▶ **WHAT YOU ARE ASKED TO DO**: Copy everything from the line containing "Where can the grape cluster" down to the end of the items, keeping all the wording. Scale every x and y coordinate in the "points" lists by 0.8 and round each to a whole number, with halves rounded up.

▶ **Dataset entries**:
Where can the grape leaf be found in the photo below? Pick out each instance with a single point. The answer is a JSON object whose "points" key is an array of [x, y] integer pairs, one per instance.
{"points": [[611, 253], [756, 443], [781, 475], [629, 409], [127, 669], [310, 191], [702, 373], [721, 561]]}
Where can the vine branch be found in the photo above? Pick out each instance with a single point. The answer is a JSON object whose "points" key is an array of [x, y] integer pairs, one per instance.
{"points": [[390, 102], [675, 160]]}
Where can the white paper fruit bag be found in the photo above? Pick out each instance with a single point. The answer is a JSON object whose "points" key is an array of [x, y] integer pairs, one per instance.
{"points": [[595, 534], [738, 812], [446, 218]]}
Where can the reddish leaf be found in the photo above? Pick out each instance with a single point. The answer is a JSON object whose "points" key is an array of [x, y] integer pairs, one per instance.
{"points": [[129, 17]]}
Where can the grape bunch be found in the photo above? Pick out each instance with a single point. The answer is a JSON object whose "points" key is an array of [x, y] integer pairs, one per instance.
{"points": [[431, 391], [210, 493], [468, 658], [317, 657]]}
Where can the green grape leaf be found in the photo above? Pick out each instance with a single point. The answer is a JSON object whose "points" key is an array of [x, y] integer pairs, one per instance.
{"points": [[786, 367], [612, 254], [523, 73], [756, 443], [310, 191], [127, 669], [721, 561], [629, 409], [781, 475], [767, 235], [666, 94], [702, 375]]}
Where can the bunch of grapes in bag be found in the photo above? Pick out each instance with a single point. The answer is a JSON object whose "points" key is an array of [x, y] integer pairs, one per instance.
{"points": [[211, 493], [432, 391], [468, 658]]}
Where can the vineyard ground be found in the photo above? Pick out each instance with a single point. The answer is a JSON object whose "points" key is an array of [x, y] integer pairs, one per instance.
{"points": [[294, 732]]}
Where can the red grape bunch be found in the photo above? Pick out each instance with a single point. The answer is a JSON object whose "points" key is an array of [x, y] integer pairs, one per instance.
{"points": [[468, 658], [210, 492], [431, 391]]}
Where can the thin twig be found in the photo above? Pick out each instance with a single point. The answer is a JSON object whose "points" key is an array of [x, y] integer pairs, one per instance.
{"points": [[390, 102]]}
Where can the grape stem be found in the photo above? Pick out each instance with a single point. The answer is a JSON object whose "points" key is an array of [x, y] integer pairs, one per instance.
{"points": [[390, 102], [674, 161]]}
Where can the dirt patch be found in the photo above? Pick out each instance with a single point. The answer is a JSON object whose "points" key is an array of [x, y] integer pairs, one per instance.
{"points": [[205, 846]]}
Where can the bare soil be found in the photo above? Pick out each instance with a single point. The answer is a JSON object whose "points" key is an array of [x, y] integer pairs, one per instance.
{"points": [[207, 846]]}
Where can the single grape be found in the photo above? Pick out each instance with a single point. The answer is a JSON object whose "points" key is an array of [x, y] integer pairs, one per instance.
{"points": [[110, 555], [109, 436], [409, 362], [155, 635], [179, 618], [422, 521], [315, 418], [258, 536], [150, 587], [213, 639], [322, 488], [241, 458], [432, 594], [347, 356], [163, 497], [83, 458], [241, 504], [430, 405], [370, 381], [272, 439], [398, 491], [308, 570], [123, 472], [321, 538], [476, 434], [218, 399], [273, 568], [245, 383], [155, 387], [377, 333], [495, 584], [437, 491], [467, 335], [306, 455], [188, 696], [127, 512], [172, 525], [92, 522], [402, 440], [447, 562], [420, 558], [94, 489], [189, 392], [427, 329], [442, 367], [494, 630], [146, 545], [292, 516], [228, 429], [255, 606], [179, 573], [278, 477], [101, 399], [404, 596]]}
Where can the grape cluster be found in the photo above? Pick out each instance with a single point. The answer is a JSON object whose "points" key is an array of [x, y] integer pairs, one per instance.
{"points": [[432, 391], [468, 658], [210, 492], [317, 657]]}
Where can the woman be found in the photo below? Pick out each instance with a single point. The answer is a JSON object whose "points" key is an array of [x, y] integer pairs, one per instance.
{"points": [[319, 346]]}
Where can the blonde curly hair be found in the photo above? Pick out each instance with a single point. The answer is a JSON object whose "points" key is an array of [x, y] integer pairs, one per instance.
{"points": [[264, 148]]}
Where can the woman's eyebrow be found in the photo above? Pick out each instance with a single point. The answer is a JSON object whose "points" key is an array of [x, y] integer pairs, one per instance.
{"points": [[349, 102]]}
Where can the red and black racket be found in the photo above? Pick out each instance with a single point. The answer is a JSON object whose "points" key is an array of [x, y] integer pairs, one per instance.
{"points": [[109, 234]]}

▶ **RESULT BELOW**:
Where can the grape cluster be found in the photo above? Pick out each instance with a single point. The answer is a JSON object whose "points" key is an array of [x, y] integer pairs, one per instance.
{"points": [[346, 313], [374, 526], [168, 394], [254, 526]]}
Where can the woman be found in the photo below? Pick out each instance with a single point. The answer is a JSON object whose "points" key is an array of [x, y] integer pairs, one per instance.
{"points": [[255, 277]]}
Where can the blonde curly hair be found in the photo above? Pick out each instance with a single point. The answer is a JSON object whose "points" key is an array of [x, y] integer pairs, one per instance.
{"points": [[211, 118]]}
Where can the woman's eyebrow be found in the photo above? Pick out each instance with a single point. The answer is a JSON object whose "points" key is an array of [x, y] integer pairs, one per instance.
{"points": [[279, 82]]}
Where can the red and black racket be found in the photo above? Pick out each instance with a single point. The answer is a JSON object whose "points" key is an array of [x, y] integer pairs, one per instance.
{"points": [[87, 187]]}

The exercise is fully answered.